■ **WHAT YOU SHOULD DO**
Copy everything in the listing below from the line containing "the man's leg" down to the end of the listing, with both ends included.
— START OF THE INPUT —
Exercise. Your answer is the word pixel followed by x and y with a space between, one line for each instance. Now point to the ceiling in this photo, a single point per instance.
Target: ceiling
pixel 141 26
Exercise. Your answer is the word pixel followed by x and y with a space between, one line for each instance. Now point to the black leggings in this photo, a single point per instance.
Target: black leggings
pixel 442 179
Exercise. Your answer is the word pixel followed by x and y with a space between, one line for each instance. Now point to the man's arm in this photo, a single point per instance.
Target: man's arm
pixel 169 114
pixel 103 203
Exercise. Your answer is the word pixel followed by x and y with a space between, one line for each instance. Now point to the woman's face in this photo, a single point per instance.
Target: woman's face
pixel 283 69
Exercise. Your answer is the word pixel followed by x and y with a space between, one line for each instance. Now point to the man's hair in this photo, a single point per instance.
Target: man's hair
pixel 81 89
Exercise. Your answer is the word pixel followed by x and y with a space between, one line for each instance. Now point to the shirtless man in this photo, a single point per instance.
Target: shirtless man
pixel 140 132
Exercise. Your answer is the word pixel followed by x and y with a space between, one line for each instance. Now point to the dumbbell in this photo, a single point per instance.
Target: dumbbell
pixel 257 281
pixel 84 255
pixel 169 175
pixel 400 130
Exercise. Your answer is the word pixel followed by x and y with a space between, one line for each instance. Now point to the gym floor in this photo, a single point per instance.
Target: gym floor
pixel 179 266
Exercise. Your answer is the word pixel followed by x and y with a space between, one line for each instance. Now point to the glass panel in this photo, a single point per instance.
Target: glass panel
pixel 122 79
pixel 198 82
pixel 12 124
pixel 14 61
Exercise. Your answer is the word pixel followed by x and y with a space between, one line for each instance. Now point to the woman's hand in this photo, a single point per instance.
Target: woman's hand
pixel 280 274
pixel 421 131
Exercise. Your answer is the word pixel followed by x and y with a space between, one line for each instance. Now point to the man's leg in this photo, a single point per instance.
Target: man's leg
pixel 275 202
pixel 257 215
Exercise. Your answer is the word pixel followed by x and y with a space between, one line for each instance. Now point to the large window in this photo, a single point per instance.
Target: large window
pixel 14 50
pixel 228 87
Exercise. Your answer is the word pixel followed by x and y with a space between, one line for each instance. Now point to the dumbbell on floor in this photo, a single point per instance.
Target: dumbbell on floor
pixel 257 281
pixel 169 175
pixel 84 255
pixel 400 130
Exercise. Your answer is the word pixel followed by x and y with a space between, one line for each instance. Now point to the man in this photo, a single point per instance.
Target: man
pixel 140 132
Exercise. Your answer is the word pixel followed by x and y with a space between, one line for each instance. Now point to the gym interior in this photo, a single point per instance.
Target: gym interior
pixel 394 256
— END OF THE INPUT —
■ **OUTPUT**
Exercise. Your answer is the word pixel followed by x and y with a space between, one line for each instance. Now point to the man's leg in this photo, a single point per instance.
Target: man's leg
pixel 275 202
pixel 257 215
Exercise. Your answer is the word pixel followed by x and y with a space between, one line for each instance. Now point to the large window in this photo, a single point per instance.
Target: large window
pixel 14 50
pixel 228 87
Exercise. Your answer is the word pixel followed by x and y with a space between, one line for each instance. Now point to the dumbbell on floor in this photo, a single point per instance.
Target: dumbbell on floor
pixel 257 281
pixel 169 175
pixel 84 255
pixel 400 130
Exercise. Your answer is the word pixel followed by x and y with a space between, one line for each instance. Now point to the man in this photo, a single point per instance.
Target: man
pixel 140 132
Exercise. Your answer is the word pixel followed by x and y with a space between, one line for each instance. Now point to the gym interior in this photo, a single point per instance.
Target: gym interior
pixel 394 256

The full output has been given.